• Task description: Your answer must be an exact copy of all the entries.

Dataset records
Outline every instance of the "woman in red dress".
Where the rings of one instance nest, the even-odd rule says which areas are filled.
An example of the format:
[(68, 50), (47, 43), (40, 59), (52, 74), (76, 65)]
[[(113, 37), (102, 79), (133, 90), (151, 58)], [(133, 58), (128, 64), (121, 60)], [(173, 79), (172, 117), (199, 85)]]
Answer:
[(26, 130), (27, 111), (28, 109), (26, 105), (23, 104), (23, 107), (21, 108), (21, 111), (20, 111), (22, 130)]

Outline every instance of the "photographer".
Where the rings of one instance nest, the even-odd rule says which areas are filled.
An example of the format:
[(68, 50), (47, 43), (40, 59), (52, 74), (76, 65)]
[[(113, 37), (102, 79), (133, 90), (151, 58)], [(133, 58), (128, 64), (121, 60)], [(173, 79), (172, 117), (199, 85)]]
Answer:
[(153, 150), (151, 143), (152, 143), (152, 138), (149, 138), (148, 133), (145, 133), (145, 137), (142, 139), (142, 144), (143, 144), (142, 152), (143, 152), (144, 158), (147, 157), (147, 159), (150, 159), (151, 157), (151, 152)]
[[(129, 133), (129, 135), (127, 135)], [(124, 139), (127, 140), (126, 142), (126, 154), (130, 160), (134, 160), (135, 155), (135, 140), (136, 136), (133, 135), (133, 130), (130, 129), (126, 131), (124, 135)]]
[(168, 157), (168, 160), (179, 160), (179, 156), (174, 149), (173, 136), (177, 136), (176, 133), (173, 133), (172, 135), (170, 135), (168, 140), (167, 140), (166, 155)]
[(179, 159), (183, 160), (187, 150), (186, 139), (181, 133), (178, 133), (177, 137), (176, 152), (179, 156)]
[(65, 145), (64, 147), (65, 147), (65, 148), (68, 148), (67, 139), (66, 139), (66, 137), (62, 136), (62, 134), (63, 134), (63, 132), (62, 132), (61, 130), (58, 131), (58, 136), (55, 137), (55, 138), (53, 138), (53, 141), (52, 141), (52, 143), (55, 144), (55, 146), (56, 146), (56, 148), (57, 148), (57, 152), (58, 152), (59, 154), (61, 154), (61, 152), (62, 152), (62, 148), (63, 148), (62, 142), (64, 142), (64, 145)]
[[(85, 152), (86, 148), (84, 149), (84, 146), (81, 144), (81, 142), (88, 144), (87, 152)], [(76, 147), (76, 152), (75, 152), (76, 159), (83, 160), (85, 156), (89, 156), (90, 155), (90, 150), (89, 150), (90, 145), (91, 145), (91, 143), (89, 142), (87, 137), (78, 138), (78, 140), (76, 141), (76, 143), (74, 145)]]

• Response area:
Outline every instance of the "woman in red dress".
Where the rings of one instance nest, the even-odd rule says which areas are filled.
An example of the format:
[(68, 50), (47, 43), (40, 59), (52, 74), (76, 65)]
[[(113, 37), (102, 79), (133, 90), (151, 58)], [(133, 58), (128, 64), (121, 60)], [(173, 79), (172, 117), (199, 85)]]
Answer:
[(26, 130), (27, 111), (28, 109), (26, 105), (23, 104), (23, 107), (21, 108), (21, 111), (20, 111), (22, 130)]

Outline every instance of the "photographer".
Where the rings of one instance nest, the even-odd rule says which areas are filled.
An example of the format:
[(68, 50), (47, 43), (40, 59), (52, 74), (76, 65)]
[[(113, 37), (102, 79), (133, 90), (151, 58)], [(133, 58), (128, 64), (121, 60)], [(173, 79), (172, 117), (199, 85)]]
Answer:
[(153, 150), (151, 143), (152, 143), (152, 138), (149, 138), (148, 133), (145, 133), (145, 137), (142, 139), (142, 144), (143, 144), (142, 152), (143, 152), (144, 158), (147, 157), (147, 159), (150, 159), (151, 157), (151, 152)]
[[(129, 133), (129, 135), (127, 135)], [(124, 139), (127, 140), (126, 142), (126, 154), (130, 160), (134, 160), (135, 155), (135, 140), (136, 136), (133, 135), (133, 130), (130, 129), (126, 131), (124, 135)]]
[(168, 157), (168, 160), (179, 160), (179, 156), (174, 149), (173, 136), (177, 136), (176, 133), (173, 133), (172, 135), (170, 135), (168, 140), (167, 140), (166, 155)]
[(179, 159), (183, 160), (187, 150), (186, 139), (181, 133), (178, 133), (177, 137), (176, 152), (179, 156)]
[(65, 145), (64, 147), (65, 147), (65, 148), (68, 148), (67, 139), (66, 139), (66, 137), (62, 136), (62, 134), (63, 134), (63, 132), (62, 132), (61, 130), (58, 131), (58, 136), (55, 137), (55, 138), (53, 138), (53, 141), (52, 141), (52, 143), (55, 144), (55, 146), (56, 146), (56, 148), (57, 148), (57, 152), (58, 152), (59, 154), (61, 154), (61, 152), (62, 152), (62, 148), (63, 148), (62, 142), (64, 142), (64, 145)]
[[(85, 152), (86, 148), (84, 149), (84, 146), (81, 144), (81, 142), (88, 144), (87, 152)], [(76, 147), (76, 152), (75, 152), (76, 159), (83, 160), (85, 156), (89, 156), (90, 155), (90, 150), (89, 150), (90, 145), (91, 145), (91, 143), (89, 142), (87, 137), (78, 138), (78, 140), (76, 141), (76, 143), (74, 145)]]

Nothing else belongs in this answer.